[Stated task]
The records that follow must be repeated verbatim, every one of them.

[Some records]

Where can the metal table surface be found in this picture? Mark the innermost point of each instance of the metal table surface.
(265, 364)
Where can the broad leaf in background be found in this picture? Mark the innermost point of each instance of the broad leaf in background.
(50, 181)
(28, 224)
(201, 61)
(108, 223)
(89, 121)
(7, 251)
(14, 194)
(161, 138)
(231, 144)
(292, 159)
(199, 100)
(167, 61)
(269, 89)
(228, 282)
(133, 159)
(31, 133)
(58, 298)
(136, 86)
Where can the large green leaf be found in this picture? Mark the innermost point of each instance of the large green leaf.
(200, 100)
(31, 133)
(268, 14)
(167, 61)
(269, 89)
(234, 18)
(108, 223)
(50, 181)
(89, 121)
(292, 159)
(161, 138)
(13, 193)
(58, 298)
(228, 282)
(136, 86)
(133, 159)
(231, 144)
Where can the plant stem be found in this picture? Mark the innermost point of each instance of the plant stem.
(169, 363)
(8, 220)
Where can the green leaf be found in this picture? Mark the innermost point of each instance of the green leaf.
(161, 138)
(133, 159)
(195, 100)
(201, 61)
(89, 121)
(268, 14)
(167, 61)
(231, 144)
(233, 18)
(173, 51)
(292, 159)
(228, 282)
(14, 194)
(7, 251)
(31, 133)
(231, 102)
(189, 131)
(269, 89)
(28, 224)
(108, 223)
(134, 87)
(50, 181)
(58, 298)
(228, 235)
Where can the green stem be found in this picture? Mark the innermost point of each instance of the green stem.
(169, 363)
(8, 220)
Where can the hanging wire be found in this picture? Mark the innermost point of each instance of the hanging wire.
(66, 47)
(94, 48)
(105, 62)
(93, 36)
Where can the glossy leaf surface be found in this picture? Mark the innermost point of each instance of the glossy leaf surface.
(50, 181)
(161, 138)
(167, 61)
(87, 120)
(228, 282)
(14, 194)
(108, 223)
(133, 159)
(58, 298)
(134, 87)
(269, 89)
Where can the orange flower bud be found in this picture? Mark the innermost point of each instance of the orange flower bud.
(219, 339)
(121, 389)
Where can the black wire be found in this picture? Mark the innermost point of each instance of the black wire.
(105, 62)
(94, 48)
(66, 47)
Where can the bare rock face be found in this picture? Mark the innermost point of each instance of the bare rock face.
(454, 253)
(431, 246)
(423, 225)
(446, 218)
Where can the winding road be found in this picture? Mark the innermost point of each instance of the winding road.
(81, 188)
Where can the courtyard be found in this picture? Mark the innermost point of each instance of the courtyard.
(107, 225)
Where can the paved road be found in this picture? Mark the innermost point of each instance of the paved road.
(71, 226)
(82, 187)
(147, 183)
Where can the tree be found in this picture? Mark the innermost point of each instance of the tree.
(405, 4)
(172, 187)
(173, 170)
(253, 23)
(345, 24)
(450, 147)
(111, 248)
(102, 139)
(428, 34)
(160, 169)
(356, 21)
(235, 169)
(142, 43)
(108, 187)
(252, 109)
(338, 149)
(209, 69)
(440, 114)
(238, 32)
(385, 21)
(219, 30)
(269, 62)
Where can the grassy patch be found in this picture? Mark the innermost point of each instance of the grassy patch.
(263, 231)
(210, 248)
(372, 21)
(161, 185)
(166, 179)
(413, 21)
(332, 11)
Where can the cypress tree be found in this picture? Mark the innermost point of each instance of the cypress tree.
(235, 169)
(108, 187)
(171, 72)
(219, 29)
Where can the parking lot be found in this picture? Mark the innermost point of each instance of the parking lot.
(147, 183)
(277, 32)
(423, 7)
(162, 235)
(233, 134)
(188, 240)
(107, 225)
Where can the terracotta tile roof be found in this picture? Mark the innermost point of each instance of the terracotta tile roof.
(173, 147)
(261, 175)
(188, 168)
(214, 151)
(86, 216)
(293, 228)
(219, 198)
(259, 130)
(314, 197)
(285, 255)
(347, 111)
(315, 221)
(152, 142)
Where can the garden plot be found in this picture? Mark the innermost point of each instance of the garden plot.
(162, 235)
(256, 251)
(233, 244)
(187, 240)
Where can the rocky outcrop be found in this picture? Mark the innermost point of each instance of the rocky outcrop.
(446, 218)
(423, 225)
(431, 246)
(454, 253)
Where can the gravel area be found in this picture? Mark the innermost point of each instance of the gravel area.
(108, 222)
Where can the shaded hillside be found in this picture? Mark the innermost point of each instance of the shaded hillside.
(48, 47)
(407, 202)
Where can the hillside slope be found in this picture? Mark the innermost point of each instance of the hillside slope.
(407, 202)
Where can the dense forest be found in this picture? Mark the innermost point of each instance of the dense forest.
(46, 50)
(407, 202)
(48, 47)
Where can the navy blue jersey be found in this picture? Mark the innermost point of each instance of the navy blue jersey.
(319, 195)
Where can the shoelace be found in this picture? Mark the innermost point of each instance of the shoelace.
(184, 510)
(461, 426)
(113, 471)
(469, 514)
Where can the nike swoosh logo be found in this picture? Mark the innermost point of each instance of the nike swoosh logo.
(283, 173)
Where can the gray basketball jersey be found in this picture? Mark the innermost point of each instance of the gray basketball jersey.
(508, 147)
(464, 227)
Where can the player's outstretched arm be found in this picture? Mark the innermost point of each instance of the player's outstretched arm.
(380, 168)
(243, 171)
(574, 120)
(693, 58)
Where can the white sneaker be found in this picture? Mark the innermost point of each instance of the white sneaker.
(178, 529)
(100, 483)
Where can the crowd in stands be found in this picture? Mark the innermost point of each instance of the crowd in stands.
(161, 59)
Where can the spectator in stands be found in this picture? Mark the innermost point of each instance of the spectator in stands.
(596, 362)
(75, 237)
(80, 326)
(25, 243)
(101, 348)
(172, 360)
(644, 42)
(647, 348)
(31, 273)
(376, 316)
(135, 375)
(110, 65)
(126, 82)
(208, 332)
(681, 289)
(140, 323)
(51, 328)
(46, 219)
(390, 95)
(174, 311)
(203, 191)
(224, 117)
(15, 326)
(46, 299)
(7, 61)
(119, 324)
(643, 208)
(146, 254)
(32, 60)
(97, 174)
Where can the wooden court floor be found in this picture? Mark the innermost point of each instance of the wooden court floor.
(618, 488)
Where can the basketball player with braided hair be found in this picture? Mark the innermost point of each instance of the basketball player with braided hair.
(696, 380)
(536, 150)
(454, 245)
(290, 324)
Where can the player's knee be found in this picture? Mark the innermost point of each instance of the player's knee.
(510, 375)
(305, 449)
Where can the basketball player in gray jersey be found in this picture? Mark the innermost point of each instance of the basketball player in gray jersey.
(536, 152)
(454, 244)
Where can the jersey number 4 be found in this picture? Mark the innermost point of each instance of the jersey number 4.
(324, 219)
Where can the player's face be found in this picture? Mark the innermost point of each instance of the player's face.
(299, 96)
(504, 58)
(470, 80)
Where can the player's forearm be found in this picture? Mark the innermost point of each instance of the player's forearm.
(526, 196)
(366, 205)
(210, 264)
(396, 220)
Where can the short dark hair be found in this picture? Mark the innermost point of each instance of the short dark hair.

[Written answer]
Where can the metal table surface be found in this picture? Mark the innermost point of each instance of the metal table surface.
(265, 364)
Where can the broad leaf in background be found in this picture? Mark the innermost point of each instance of the broad leaf in background.
(50, 181)
(28, 224)
(201, 61)
(108, 223)
(89, 121)
(7, 251)
(14, 194)
(161, 138)
(231, 144)
(292, 159)
(199, 100)
(167, 61)
(269, 89)
(228, 282)
(133, 159)
(31, 133)
(58, 298)
(136, 86)
Where can the large green leaf be found in this picture? Mark the innermost point of each instance of the large green leaf.
(200, 100)
(31, 133)
(268, 14)
(167, 61)
(269, 89)
(234, 18)
(108, 223)
(50, 181)
(89, 121)
(292, 159)
(161, 138)
(13, 193)
(58, 298)
(228, 282)
(136, 86)
(133, 159)
(231, 144)
Where can the plant stem be found in this picture? Mark the innermost point of each instance of the plant stem.
(169, 363)
(8, 220)
Where can the green leaf be found in this picture? Mark the innermost point of each instance of the green leaf.
(161, 138)
(133, 159)
(195, 100)
(201, 61)
(89, 121)
(268, 14)
(167, 61)
(231, 144)
(233, 18)
(173, 51)
(292, 159)
(228, 282)
(14, 194)
(7, 251)
(31, 133)
(231, 102)
(189, 131)
(269, 89)
(28, 224)
(108, 223)
(134, 87)
(50, 181)
(58, 298)
(228, 235)
Where can the green stem be found in this picture? Mark the innermost point of each instance of the green stem.
(169, 363)
(8, 220)
Where can the hanging wire be found in this picture? Mark the innermost point of each instance of the hanging wire.
(66, 47)
(94, 48)
(105, 62)
(93, 36)
Where can the glossy leaf surface be found in this picture? Mark the innermost point of each instance of the glossy leaf surface.
(50, 181)
(161, 138)
(167, 61)
(87, 120)
(228, 282)
(14, 194)
(108, 223)
(133, 159)
(58, 298)
(134, 87)
(269, 89)
Where can the orange flower bud be found in this picture? Mark the innermost point of each instance of the orange flower bud.
(219, 339)
(121, 389)
Where can the black wire be found in this picture? Mark the innermost point of each instance of the black wire.
(105, 62)
(94, 48)
(66, 47)
Where can the bare rock face be found in this picture? Mark the innermost point of each instance of the bare rock face.
(454, 253)
(431, 246)
(423, 225)
(446, 218)
Where can the winding road be found in this picture? Mark the innermost point of each instance of the winding road.
(81, 188)
Where can the courtyard be found in this picture? Mark the innermost point of each instance of the courtyard.
(107, 225)
Where can the paved road be found in this picture? Mark the innermost point of each instance of the paved road.
(71, 226)
(82, 187)
(147, 183)
Where can the tree be found in this picture? Mark the innermost point of each instance of the tree.
(405, 4)
(172, 187)
(173, 170)
(253, 23)
(345, 24)
(450, 147)
(111, 248)
(102, 139)
(428, 34)
(160, 169)
(356, 21)
(235, 169)
(142, 43)
(108, 187)
(252, 109)
(338, 149)
(209, 69)
(440, 114)
(238, 32)
(385, 21)
(219, 30)
(269, 62)
Where can the grassy patch be found in this picture? Mark the innermost point of each instance of the grassy patch.
(263, 231)
(210, 248)
(372, 21)
(161, 185)
(166, 179)
(413, 21)
(332, 11)
Where can the cypress tree be found in this picture? Mark the innermost point of each instance of the cypress tree.
(235, 169)
(108, 187)
(171, 72)
(219, 29)
Where can the parking lot be found in this picture? Mark the innermost point of each instance of the parking lot.
(147, 183)
(277, 32)
(423, 7)
(162, 235)
(233, 134)
(188, 240)
(107, 225)
Where can the terracotta tile roof be found in this picture? Mark the innermost point of each instance of the terracotta tile roof.
(173, 147)
(261, 175)
(188, 168)
(214, 151)
(86, 216)
(293, 228)
(219, 198)
(259, 130)
(314, 197)
(285, 255)
(347, 111)
(315, 221)
(152, 142)
Where can the garden plot be found in this picture? Mark the innermost point of each instance of the garden plot.
(162, 235)
(256, 251)
(233, 244)
(187, 240)
Where can the rocky outcrop be found in this picture? Mark the innermost point of each instance of the rocky outcrop.
(446, 218)
(423, 225)
(431, 246)
(454, 253)
Where can the gravel area be found in this picture? Mark the innermost point of each instance of the gravel area.
(108, 222)
Where can the shaded hillside be found in this picture? Mark the innermost point of each instance of the shaded hillside.
(48, 47)
(407, 202)
Where can the hillside slope be found in this picture? Mark the innermost point of each instance of the hillside slope.
(407, 202)
Where can the dense forest be found in this picture? Mark the innermost point of each instance of the dense forest.
(46, 50)
(407, 202)
(48, 47)
Where can the navy blue jersey be found in this picture? Mark the innermost point of each instance of the navy blue jersey.
(319, 195)
Where can the shoelace be found in this picture? Mark the innermost point of each instance of the shoelace.
(184, 510)
(461, 426)
(113, 471)
(469, 514)
Where can the nike swoosh logo be found in this picture? Mark the innermost point of each instance of the nike swoosh logo.
(283, 173)
Where can the gray basketball jersey be found in this picture? Mark the innermost point of each instance of the gray basketball jersey.
(508, 147)
(464, 227)
Where can the player's outstretched arm be found in this picture? Mark the innermost point of each instance of the player's outstretched arm.
(380, 168)
(243, 171)
(574, 120)
(693, 58)
Where can the white sneaker be found in this picture? Mark the innermost point of each instance of the white sneaker.
(178, 529)
(100, 483)
Where can the crowd in stands be found in this picture? Mark the innermost point of each instance of the crowd in stands.
(161, 59)
Where can the spectator in stands be found in this picture? Mark the innermost point of each instance of the spectator in stands.
(596, 362)
(75, 237)
(80, 326)
(25, 243)
(101, 348)
(172, 360)
(644, 42)
(647, 348)
(31, 273)
(376, 316)
(135, 375)
(110, 65)
(126, 82)
(208, 332)
(681, 289)
(140, 323)
(51, 328)
(46, 219)
(390, 95)
(174, 311)
(203, 191)
(224, 117)
(15, 326)
(46, 299)
(7, 61)
(119, 324)
(643, 208)
(146, 254)
(32, 60)
(97, 174)
Where can the wooden court floor be found in this picture? Mark the innermost point of each instance of the wooden court floor.
(618, 488)
Where can the basketball player with braided hair be found in this picture? Mark the innermost point of each instance of the basketball player with braided hair.
(696, 380)
(536, 150)
(454, 245)
(290, 324)
Where can the player's knee be found in this picture? Mark the innermost point of each instance of the player's knee.
(510, 375)
(305, 449)
Where can the basketball player in gray jersey be found in this picture? Mark the innermost point of each instance of the basketball player in gray jersey.
(536, 152)
(454, 244)
Where can the jersey number 4 be found in this picture? Mark the innermost point of each instance of the jersey number 4.
(324, 219)
Where can the player's face be found in this picture? Mark the innermost point of each instance of the player's face.
(299, 96)
(504, 58)
(470, 80)
Where can the player's forearm be found in this picture? Mark the innermost point of each instance of the player's forearm.
(526, 196)
(366, 205)
(210, 264)
(396, 220)
Where can the short dark hair be found in this picture? Mark the innermost point of each instance of the short dark hair.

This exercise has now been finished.